> _Exercise instructions_
Put every line of the records below into a numbered list, leaving out blank lines and the pictures.

> _Saved data entries_
────────────────

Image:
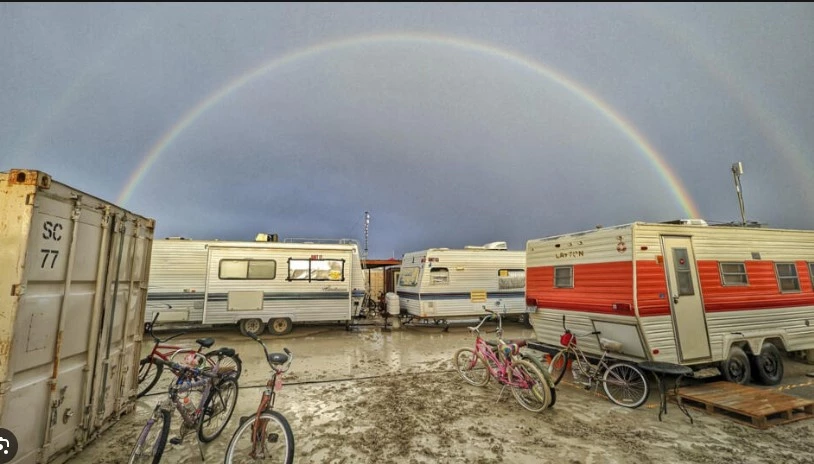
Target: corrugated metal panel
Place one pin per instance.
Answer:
(470, 272)
(300, 301)
(651, 288)
(761, 292)
(596, 287)
(74, 278)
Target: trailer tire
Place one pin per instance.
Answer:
(254, 326)
(768, 365)
(280, 326)
(736, 367)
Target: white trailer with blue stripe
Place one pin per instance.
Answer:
(444, 283)
(255, 284)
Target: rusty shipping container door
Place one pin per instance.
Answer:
(73, 279)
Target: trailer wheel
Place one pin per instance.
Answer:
(736, 367)
(769, 365)
(254, 326)
(280, 326)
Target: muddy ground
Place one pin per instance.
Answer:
(392, 396)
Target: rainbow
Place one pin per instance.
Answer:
(683, 198)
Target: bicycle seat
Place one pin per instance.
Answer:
(225, 352)
(278, 358)
(610, 345)
(205, 342)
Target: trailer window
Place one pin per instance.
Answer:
(316, 269)
(408, 277)
(511, 278)
(564, 277)
(247, 269)
(733, 274)
(787, 277)
(439, 276)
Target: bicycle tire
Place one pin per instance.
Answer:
(558, 365)
(628, 385)
(470, 367)
(218, 405)
(544, 371)
(538, 396)
(156, 448)
(241, 444)
(228, 362)
(146, 383)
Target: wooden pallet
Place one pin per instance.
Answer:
(748, 405)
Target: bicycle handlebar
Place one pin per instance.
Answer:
(180, 369)
(158, 340)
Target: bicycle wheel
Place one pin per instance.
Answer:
(545, 373)
(152, 439)
(558, 365)
(537, 395)
(469, 366)
(625, 385)
(148, 374)
(233, 363)
(273, 442)
(218, 409)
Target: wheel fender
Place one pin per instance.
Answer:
(751, 342)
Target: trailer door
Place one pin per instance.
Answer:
(685, 299)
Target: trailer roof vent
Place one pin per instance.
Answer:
(688, 222)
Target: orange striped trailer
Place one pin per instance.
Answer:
(726, 297)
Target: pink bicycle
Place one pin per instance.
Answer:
(503, 361)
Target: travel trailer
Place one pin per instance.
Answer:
(722, 299)
(255, 284)
(74, 276)
(443, 283)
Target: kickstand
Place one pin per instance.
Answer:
(200, 449)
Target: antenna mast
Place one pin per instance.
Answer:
(737, 170)
(367, 227)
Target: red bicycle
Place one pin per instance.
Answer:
(150, 371)
(503, 361)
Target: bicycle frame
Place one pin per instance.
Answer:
(502, 359)
(273, 385)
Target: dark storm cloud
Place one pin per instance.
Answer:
(444, 145)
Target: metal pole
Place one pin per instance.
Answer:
(737, 170)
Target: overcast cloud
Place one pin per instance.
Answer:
(452, 124)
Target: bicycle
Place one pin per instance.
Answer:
(265, 434)
(218, 397)
(150, 372)
(624, 383)
(529, 382)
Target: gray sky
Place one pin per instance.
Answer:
(452, 124)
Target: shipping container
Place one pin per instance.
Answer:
(73, 280)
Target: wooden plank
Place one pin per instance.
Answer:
(749, 405)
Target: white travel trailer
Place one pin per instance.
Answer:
(73, 273)
(255, 284)
(443, 283)
(682, 292)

────────────────

> _Correct output_
1. Image:
2. Target: corrugated metal panel
3. Place one pin per instance.
4. Answer:
5. (470, 272)
6. (300, 301)
7. (651, 288)
8. (761, 292)
9. (596, 287)
10. (74, 278)
11. Target: trailer tire
12. Place one pin per instance.
13. Answer:
14. (254, 326)
15. (768, 365)
16. (280, 326)
17. (736, 367)
18. Target: white trailer with blue stripe
19. Place one pin per instance.
20. Answer:
21. (444, 283)
22. (255, 284)
23. Target: rusty shipping container door
24. Place one pin per instance.
25. Answer:
26. (73, 279)
27. Target: trailer wheel
28. Place one pin per instance.
29. Answer:
30. (736, 367)
31. (769, 365)
32. (254, 326)
33. (280, 326)
34. Target: muddy ground
35. Place one pin per instance.
36. Answer:
37. (392, 396)
38. Target: rainbow
39. Place one pin per instance.
40. Answer:
41. (683, 198)
42. Target: bicycle seat
43. Place one pin per instance.
44. Answer:
45. (225, 352)
46. (278, 358)
47. (610, 345)
48. (205, 342)
49. Target: trailer window
50. Place one pin per instance.
51. Answer:
52. (316, 269)
53. (408, 277)
54. (511, 278)
55. (564, 277)
56. (247, 269)
57. (733, 274)
58. (787, 277)
59. (439, 276)
60. Target: bicycle tire
61. Place one pin per instance.
62. Answer:
63. (558, 365)
64. (628, 385)
65. (470, 367)
66. (218, 405)
67. (544, 371)
68. (538, 396)
69. (156, 448)
70. (241, 444)
71. (228, 362)
72. (146, 383)
73. Target: wooden pallet
74. Place one pin per instance.
75. Answer:
76. (748, 405)
77. Target: bicycle handlebar
78. Place one pin per instance.
79. Answer:
80. (180, 369)
81. (158, 340)
82. Target: bicycle wheel
83. Place one pin per instance.
84. Answer:
85. (545, 373)
86. (152, 439)
87. (558, 365)
88. (537, 395)
89. (469, 366)
90. (625, 385)
91. (148, 374)
92. (233, 363)
93. (273, 442)
94. (218, 409)
95. Target: wheel fender
96. Place one pin per instance.
97. Answer:
98. (751, 342)
99. Target: trailer door
100. Place one pin per instance.
101. Answer:
102. (685, 299)
103. Target: trailer roof vent
104. Place one pin per instance.
105. Answer:
106. (688, 222)
107. Target: orange striped trailer
108. Place one pin per instance.
109. Answer:
110. (726, 297)
111. Target: pink bicycle
112. Place one pin per instance.
113. Answer:
114. (503, 361)
115. Target: travel trailer
116. Place one pin per instance.
117. Answer:
118. (722, 299)
119. (255, 284)
120. (74, 276)
121. (443, 283)
122. Target: kickstand
123. Place one pin per instance.
124. Answer:
125. (200, 449)
126. Target: antenna mast
127. Place one pin per instance.
128. Answer:
129. (737, 170)
130. (367, 227)
131. Target: red bicycle
132. Place one pin per instance.
133. Answer:
134. (150, 371)
135. (503, 361)
136. Target: bicycle frame
137. Place one pin per instance.
138. Answer:
139. (502, 359)
140. (273, 385)
141. Target: dark storm cloud
142. Place one pin per instance.
143. Answer:
144. (444, 145)
145. Target: metal pole
146. Place one pin per instance.
147. Answer:
148. (737, 170)
149. Target: overcast cloud
150. Place one pin per instance.
151. Answer:
152. (452, 124)
153. Target: bicycle
154. Place one pin per instance.
155. Answer:
156. (265, 434)
157. (218, 397)
158. (150, 372)
159. (624, 383)
160. (529, 382)
161. Target: gray sky
162. Place one pin per instance.
163. Answer:
164. (452, 124)
165. Target: shipping container
166. Place one pin per instance.
167. Answer:
168. (73, 280)
169. Target: wooden plank
170. Place one pin per instance.
171. Answer:
172. (749, 405)
173. Target: white travel trailer
174. Place one pin per instance.
175. Answer:
176. (73, 273)
177. (255, 284)
178. (443, 283)
179. (682, 292)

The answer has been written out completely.